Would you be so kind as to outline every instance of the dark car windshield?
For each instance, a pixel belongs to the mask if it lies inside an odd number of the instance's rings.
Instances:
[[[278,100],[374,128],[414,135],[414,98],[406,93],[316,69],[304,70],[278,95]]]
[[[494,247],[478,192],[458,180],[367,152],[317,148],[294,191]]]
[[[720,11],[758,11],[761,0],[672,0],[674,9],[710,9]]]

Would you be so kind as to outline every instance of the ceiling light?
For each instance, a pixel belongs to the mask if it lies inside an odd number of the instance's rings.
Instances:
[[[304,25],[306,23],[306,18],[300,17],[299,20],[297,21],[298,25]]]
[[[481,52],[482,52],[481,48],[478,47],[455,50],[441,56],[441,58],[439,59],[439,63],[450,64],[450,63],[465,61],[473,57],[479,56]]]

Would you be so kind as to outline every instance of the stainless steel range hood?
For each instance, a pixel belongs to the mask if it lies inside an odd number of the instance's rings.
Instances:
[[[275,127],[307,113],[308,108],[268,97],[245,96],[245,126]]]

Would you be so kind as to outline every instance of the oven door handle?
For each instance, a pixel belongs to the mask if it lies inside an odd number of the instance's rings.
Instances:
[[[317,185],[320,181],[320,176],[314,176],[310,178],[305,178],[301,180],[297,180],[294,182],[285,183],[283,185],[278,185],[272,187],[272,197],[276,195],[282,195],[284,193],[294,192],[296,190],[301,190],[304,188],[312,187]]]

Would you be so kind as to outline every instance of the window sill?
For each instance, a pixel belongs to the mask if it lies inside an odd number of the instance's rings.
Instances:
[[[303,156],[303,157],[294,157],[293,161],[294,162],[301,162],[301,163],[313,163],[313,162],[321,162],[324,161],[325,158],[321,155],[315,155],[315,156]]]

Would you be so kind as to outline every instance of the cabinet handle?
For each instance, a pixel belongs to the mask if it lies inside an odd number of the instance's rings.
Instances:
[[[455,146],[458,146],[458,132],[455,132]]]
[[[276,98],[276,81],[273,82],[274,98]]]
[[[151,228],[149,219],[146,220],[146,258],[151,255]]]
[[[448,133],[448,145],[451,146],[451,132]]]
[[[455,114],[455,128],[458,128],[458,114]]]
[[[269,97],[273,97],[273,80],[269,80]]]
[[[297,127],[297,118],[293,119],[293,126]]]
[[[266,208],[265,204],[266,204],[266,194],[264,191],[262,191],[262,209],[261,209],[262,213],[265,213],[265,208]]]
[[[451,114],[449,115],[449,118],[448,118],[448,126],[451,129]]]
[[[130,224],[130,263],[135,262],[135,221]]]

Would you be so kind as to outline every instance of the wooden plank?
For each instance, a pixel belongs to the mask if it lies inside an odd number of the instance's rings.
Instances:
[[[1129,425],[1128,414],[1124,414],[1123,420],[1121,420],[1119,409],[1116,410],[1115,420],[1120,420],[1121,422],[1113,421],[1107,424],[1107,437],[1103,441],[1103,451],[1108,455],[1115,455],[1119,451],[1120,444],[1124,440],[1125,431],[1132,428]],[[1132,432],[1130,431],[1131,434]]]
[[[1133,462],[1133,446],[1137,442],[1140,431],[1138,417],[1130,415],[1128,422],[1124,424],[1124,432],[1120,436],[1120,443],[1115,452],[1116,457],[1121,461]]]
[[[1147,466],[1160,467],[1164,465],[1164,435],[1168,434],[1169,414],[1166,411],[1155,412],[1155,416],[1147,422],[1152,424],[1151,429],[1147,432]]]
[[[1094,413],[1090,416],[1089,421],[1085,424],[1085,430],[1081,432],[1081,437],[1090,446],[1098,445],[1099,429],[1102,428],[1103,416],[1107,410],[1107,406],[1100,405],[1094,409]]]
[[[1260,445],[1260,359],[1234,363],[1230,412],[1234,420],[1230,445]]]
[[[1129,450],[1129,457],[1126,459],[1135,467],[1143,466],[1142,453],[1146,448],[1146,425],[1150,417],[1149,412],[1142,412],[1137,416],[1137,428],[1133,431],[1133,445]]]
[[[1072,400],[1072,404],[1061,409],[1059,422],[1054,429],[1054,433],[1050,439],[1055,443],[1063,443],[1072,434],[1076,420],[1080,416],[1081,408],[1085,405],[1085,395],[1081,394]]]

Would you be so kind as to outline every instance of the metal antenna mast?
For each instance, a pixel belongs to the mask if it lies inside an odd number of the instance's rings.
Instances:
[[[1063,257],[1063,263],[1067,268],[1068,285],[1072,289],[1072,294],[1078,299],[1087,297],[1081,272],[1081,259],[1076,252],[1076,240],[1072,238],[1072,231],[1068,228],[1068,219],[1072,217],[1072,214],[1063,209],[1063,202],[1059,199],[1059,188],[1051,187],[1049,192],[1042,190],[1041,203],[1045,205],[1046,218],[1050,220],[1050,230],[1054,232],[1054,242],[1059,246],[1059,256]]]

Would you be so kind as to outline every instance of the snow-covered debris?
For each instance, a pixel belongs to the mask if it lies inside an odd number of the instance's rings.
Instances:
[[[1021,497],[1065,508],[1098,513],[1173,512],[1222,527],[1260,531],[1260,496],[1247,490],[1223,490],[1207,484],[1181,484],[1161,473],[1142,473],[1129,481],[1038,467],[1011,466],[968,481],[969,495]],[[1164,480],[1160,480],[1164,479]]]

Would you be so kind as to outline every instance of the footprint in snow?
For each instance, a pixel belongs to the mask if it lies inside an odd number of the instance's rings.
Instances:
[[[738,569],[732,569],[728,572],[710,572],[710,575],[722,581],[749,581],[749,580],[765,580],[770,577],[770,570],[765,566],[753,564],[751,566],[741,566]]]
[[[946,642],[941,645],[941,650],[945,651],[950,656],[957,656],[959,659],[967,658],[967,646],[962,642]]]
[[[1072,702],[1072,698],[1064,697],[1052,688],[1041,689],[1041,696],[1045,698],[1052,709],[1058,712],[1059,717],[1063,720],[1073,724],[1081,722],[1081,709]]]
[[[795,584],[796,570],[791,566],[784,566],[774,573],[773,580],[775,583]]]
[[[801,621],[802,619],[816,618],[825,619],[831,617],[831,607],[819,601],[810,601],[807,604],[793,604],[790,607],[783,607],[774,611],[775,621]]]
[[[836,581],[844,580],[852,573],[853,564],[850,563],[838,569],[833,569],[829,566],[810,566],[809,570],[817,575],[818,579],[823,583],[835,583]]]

# # # # #

* YOUR INSTRUCTIONS: All entries must be given again exactly.

* YOUR RESPONSE:
Would you be so kind as to outline every instance of the dark car windshield?
For each instance, a pixel belongs to the mask if it lies inside an odd number of the instance's rings.
Instances:
[[[278,100],[374,128],[414,135],[414,98],[406,93],[316,69],[304,70],[278,95]]]
[[[494,247],[478,192],[458,180],[367,152],[317,148],[294,191]]]
[[[720,11],[758,11],[761,0],[672,0],[674,9],[710,9]]]

Would you be so kind as to outline every instance of the ceiling light?
For each instance, a pixel belongs to the mask if it lies inside an odd number of the instance's rings.
Instances:
[[[304,25],[306,23],[306,18],[300,17],[299,20],[297,21],[298,25]]]
[[[481,52],[482,52],[481,48],[478,47],[455,50],[441,56],[441,58],[439,59],[439,63],[450,64],[450,63],[465,61],[473,57],[479,56]]]

Would you be so kind as to outline every instance of the stainless steel range hood?
For each instance, a pixel belongs to the mask if it lies inside an odd number of the instance's rings.
Instances:
[[[275,127],[307,113],[308,108],[268,97],[245,96],[245,126]]]

Would you be so kind as to outline every instance of the oven door handle?
For each instance, a pixel belongs to the mask if it lies inside an odd number of the instance's rings.
Instances:
[[[317,185],[320,181],[320,176],[314,176],[310,178],[305,178],[301,180],[297,180],[294,182],[285,183],[283,185],[278,185],[272,187],[272,197],[276,195],[282,195],[284,193],[294,192],[296,190],[301,190],[304,188],[312,187]]]

Would you be so kind as to outline every instance of the window sill?
For each instance, a pixel belongs to the mask if it lies inside an odd number of the instance's rings.
Instances:
[[[303,156],[303,157],[294,157],[293,161],[294,162],[301,162],[301,163],[313,163],[313,162],[321,162],[324,161],[325,158],[321,155],[315,155],[315,156]]]

Would you be so kind as to outline every instance of the cabinet handle?
For each instance, a pixel belongs to the mask if it lies inside an odd number of the instance's rings.
Instances:
[[[455,146],[458,146],[458,132],[455,132]]]
[[[276,98],[276,81],[273,82],[274,98]]]
[[[151,228],[149,219],[146,220],[146,258],[151,255]]]
[[[448,133],[448,145],[451,146],[451,132]]]
[[[455,114],[455,128],[458,128],[458,114]]]
[[[269,97],[273,97],[273,80],[269,80]]]
[[[297,127],[297,118],[293,119],[293,126]]]
[[[266,208],[265,204],[266,204],[266,194],[264,191],[262,191],[262,209],[261,209],[262,213],[265,213],[265,208]]]
[[[451,114],[449,115],[449,118],[448,118],[448,126],[451,129]]]
[[[130,224],[130,263],[135,262],[135,221]]]

Would you be so kind as to outline every instance of the wooden plank?
For each instance, a pixel belongs to the mask if it lies inside an odd number of the instance's rings.
Instances:
[[[1129,425],[1128,414],[1124,414],[1123,420],[1121,420],[1119,409],[1116,410],[1115,420],[1120,420],[1121,422],[1113,421],[1107,424],[1107,437],[1103,441],[1103,451],[1108,455],[1115,455],[1119,451],[1120,444],[1124,440],[1125,431],[1132,428]],[[1132,432],[1130,431],[1131,434]]]
[[[1133,462],[1133,446],[1137,442],[1140,431],[1138,417],[1130,415],[1128,422],[1124,424],[1124,432],[1120,436],[1120,443],[1115,452],[1116,457],[1121,461]]]
[[[1147,466],[1160,467],[1164,465],[1164,435],[1168,434],[1169,414],[1166,411],[1155,412],[1155,416],[1147,422],[1152,424],[1151,429],[1147,432]]]
[[[1094,413],[1090,416],[1089,421],[1085,424],[1085,430],[1081,432],[1081,437],[1090,446],[1098,445],[1099,429],[1102,428],[1103,416],[1107,410],[1107,406],[1100,405],[1094,409]]]
[[[1260,445],[1260,359],[1234,363],[1230,412],[1234,420],[1230,445]]]
[[[1129,450],[1129,457],[1126,459],[1135,467],[1143,466],[1142,453],[1146,448],[1146,425],[1150,417],[1149,412],[1142,412],[1137,416],[1137,428],[1133,431],[1133,445]]]
[[[1072,400],[1072,404],[1061,409],[1059,422],[1054,429],[1054,433],[1050,439],[1055,443],[1063,443],[1072,434],[1076,420],[1080,416],[1081,408],[1085,405],[1085,395],[1081,394]]]

Would you be so kind as to outline every instance of the metal antenna mast?
For each instance, a pixel belongs to the mask if it lies inside an odd number of the instance's rings.
Instances:
[[[1063,257],[1063,263],[1067,268],[1068,285],[1072,289],[1072,294],[1078,299],[1087,297],[1081,272],[1081,259],[1076,252],[1076,240],[1072,238],[1072,231],[1068,228],[1068,219],[1072,217],[1072,214],[1063,209],[1063,202],[1059,199],[1059,188],[1051,187],[1049,192],[1042,190],[1041,203],[1045,205],[1046,218],[1050,220],[1050,230],[1054,232],[1054,242],[1059,246],[1059,256]]]

Would you be so kind as to outline every instance of the snow-covered debris?
For each instance, a pixel belongs to the mask if it lies inside an odd number of the instance's rings.
Instances:
[[[1021,497],[1065,508],[1098,513],[1173,512],[1222,527],[1260,531],[1260,496],[1247,490],[1223,490],[1207,484],[1181,484],[1161,473],[1142,473],[1129,481],[1038,467],[1011,466],[968,481],[969,495]],[[1164,480],[1160,480],[1164,479]]]

Would you be so kind as to outline every instance of the footprint in snow?
For each instance, a pixel belongs to the mask if it lies inside an odd number of the instance's rings.
Instances:
[[[738,569],[732,569],[728,572],[710,572],[710,575],[722,581],[749,581],[749,580],[765,580],[770,577],[770,570],[765,566],[753,564],[751,566],[741,566]]]
[[[946,642],[941,645],[941,650],[945,651],[950,656],[957,656],[959,659],[967,658],[967,646],[962,642]]]
[[[1072,702],[1072,698],[1064,697],[1052,688],[1041,689],[1041,696],[1045,698],[1052,709],[1058,712],[1059,717],[1063,720],[1073,724],[1081,722],[1081,709]]]
[[[795,584],[796,570],[791,566],[784,566],[774,573],[773,580],[775,583]]]
[[[801,621],[802,619],[816,618],[825,619],[831,617],[831,607],[819,601],[810,601],[807,604],[793,604],[790,607],[783,607],[774,611],[775,621]]]
[[[836,581],[844,580],[852,573],[853,564],[850,563],[838,569],[833,569],[829,566],[810,566],[809,570],[817,575],[818,579],[823,583],[835,583]]]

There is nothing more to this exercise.